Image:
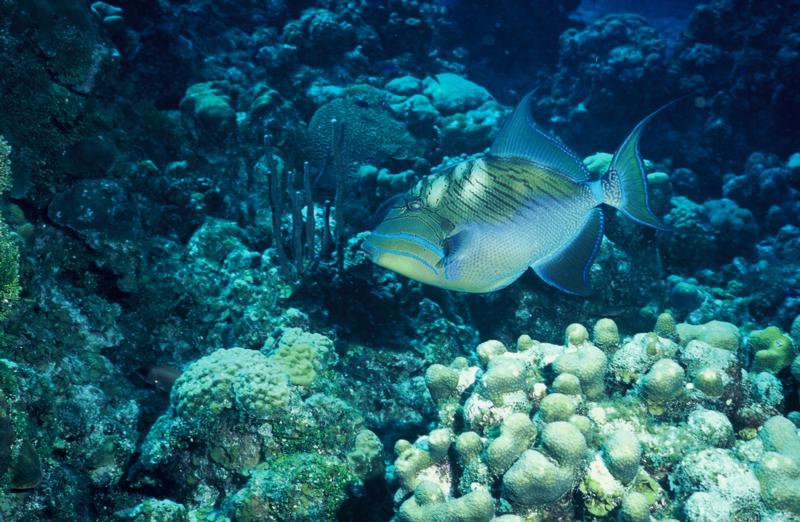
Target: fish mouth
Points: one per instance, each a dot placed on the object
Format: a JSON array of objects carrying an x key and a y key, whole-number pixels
[{"x": 386, "y": 256}]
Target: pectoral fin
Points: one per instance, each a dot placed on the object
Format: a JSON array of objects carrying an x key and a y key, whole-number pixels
[
  {"x": 453, "y": 250},
  {"x": 568, "y": 269}
]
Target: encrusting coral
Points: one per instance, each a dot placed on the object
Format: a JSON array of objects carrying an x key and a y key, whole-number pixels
[{"x": 551, "y": 431}]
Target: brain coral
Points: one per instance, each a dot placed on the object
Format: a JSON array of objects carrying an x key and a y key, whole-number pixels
[
  {"x": 302, "y": 355},
  {"x": 227, "y": 378},
  {"x": 371, "y": 134}
]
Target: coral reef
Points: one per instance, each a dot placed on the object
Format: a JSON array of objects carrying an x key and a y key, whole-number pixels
[
  {"x": 544, "y": 448},
  {"x": 159, "y": 362}
]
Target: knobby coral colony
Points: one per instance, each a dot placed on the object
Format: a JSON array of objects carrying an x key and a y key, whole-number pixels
[{"x": 192, "y": 328}]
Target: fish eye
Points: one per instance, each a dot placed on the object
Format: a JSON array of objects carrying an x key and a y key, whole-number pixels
[{"x": 414, "y": 204}]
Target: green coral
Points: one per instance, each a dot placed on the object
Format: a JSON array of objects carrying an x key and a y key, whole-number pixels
[
  {"x": 605, "y": 335},
  {"x": 371, "y": 134},
  {"x": 229, "y": 378},
  {"x": 773, "y": 349},
  {"x": 588, "y": 363},
  {"x": 429, "y": 503},
  {"x": 303, "y": 355},
  {"x": 293, "y": 488},
  {"x": 517, "y": 433},
  {"x": 718, "y": 334},
  {"x": 9, "y": 252},
  {"x": 207, "y": 110}
]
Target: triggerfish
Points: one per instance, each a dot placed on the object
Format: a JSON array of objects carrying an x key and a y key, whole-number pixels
[{"x": 478, "y": 225}]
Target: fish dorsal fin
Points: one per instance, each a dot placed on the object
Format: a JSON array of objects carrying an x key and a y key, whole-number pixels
[
  {"x": 521, "y": 138},
  {"x": 568, "y": 269}
]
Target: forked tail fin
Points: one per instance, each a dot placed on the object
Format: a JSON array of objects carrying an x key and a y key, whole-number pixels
[{"x": 624, "y": 185}]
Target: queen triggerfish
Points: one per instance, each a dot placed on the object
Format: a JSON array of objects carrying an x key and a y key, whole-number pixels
[{"x": 530, "y": 202}]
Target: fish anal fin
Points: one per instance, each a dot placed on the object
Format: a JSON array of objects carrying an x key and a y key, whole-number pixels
[
  {"x": 568, "y": 269},
  {"x": 521, "y": 138}
]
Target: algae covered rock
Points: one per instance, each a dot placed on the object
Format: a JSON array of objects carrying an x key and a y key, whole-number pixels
[
  {"x": 208, "y": 112},
  {"x": 372, "y": 134},
  {"x": 773, "y": 350},
  {"x": 451, "y": 93}
]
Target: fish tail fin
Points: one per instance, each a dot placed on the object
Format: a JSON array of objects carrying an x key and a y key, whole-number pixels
[{"x": 624, "y": 185}]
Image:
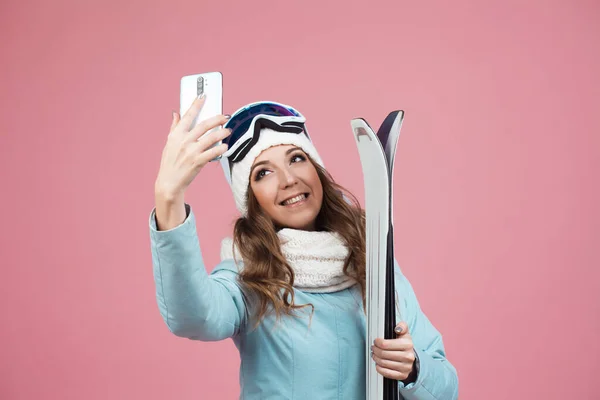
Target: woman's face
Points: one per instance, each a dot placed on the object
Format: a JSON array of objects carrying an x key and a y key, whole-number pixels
[{"x": 287, "y": 187}]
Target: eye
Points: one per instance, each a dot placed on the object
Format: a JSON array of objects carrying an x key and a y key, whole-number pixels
[
  {"x": 298, "y": 157},
  {"x": 260, "y": 174}
]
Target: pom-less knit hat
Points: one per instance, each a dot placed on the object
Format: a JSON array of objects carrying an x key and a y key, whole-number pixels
[{"x": 240, "y": 171}]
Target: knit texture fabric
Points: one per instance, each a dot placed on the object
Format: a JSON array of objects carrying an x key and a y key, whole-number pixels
[{"x": 317, "y": 259}]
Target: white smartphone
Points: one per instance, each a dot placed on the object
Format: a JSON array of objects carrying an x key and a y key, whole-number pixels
[{"x": 192, "y": 86}]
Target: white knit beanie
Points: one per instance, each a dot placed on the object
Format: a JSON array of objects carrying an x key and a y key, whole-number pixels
[{"x": 240, "y": 173}]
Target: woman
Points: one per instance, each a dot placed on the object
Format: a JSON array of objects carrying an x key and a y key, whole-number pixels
[{"x": 290, "y": 289}]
________________________________________
▶ **EXERCISE DESCRIPTION**
Filter the records for the word "triggerfish" and show every line that has it.

▶ **EXERCISE OUTPUT**
Target: triggerfish
Target: queen triggerfish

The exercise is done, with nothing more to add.